» WORK TO DO
Beginning at the line that contains "Can you find the white cloud", reproduce every line to the end of the material without changing any of them.

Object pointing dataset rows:
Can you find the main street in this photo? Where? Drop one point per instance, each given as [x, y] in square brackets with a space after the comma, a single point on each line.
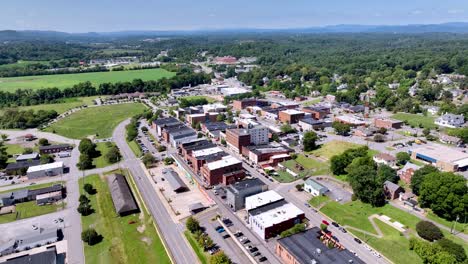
[315, 218]
[171, 233]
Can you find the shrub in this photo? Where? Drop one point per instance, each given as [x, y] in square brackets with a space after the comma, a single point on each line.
[428, 231]
[453, 249]
[90, 236]
[89, 188]
[192, 224]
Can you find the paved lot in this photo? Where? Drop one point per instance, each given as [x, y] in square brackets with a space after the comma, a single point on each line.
[180, 202]
[228, 245]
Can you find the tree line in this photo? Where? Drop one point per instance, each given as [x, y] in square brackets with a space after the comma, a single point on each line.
[26, 97]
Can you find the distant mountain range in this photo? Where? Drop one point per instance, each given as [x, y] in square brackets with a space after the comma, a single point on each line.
[455, 27]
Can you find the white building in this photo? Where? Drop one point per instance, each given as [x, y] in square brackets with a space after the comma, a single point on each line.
[258, 135]
[450, 120]
[313, 187]
[45, 170]
[262, 199]
[275, 218]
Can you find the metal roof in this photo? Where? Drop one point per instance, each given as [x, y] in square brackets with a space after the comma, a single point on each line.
[122, 197]
[174, 180]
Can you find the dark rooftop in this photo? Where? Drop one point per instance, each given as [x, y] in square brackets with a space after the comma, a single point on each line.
[245, 184]
[122, 197]
[46, 257]
[22, 164]
[174, 180]
[306, 247]
[165, 121]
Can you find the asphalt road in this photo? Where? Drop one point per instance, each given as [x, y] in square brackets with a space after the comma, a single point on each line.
[171, 232]
[314, 218]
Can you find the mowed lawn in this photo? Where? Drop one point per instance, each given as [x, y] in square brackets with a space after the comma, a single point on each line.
[68, 104]
[393, 245]
[103, 148]
[416, 120]
[99, 121]
[129, 239]
[62, 81]
[336, 147]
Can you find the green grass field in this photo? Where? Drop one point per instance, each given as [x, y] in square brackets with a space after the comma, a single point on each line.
[34, 187]
[393, 245]
[356, 214]
[68, 104]
[13, 149]
[128, 239]
[101, 161]
[62, 81]
[100, 121]
[311, 167]
[202, 256]
[195, 97]
[415, 120]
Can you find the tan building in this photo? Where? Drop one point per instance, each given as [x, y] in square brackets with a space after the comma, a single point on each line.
[442, 157]
[290, 116]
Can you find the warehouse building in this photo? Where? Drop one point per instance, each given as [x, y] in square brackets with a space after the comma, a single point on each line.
[307, 248]
[442, 157]
[237, 192]
[122, 196]
[45, 170]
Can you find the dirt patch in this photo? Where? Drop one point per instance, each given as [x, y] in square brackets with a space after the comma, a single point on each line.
[147, 240]
[141, 228]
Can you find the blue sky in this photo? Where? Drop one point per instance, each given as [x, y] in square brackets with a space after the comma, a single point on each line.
[117, 15]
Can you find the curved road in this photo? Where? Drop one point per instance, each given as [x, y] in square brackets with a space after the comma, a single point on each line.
[172, 233]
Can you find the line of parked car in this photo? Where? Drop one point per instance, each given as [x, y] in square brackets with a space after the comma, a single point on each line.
[243, 239]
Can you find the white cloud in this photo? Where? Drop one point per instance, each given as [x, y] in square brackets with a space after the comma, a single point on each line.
[456, 11]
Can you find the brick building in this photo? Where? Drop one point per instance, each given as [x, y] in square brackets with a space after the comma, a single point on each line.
[387, 123]
[201, 118]
[224, 171]
[237, 138]
[290, 116]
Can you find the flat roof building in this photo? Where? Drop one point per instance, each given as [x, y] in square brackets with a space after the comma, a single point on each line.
[262, 199]
[122, 197]
[272, 219]
[174, 180]
[290, 116]
[237, 192]
[306, 248]
[442, 157]
[45, 170]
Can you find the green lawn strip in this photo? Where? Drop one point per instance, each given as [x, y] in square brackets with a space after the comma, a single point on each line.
[202, 256]
[393, 245]
[34, 186]
[62, 81]
[30, 209]
[122, 241]
[283, 176]
[62, 107]
[135, 148]
[195, 97]
[101, 161]
[318, 201]
[13, 149]
[415, 119]
[449, 224]
[356, 214]
[100, 121]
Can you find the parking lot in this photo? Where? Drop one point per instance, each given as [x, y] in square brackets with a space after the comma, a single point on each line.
[227, 242]
[179, 202]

» OUTPUT FOR THIS EXERCISE
Can you find the white cloud in this photo? Where? Drop one point per instance, each given as [x, y] in square brackets with a space after the comma, a single point on each line.
[456, 11]
Can you find the brick building in this photo? Where? Drop one point per instance, each given as [x, y] in square brackets with a space after the comma, a single point on each line.
[387, 123]
[201, 118]
[224, 171]
[237, 138]
[290, 116]
Can you find the flat roof building in this photo? Where? Drop one point per instance, each given as [x, y] in square brackets with a space after the comma, a single point on each line.
[262, 199]
[122, 197]
[272, 219]
[174, 180]
[290, 116]
[237, 192]
[306, 248]
[442, 157]
[45, 170]
Can you find the green lawn strip in this photo? Where? Drop one point per instance, each given as [x, y] in square brackets with a space after the comma, a single point on each line.
[202, 256]
[393, 245]
[34, 186]
[62, 81]
[30, 209]
[122, 241]
[283, 176]
[62, 107]
[135, 148]
[195, 97]
[101, 161]
[318, 201]
[13, 149]
[415, 119]
[449, 224]
[356, 214]
[100, 121]
Can you find the parking lot in this photo? Where? Drop one point per instance, each given as [x, y] in square brackets with a space after the comma, a single point on each line.
[227, 242]
[179, 202]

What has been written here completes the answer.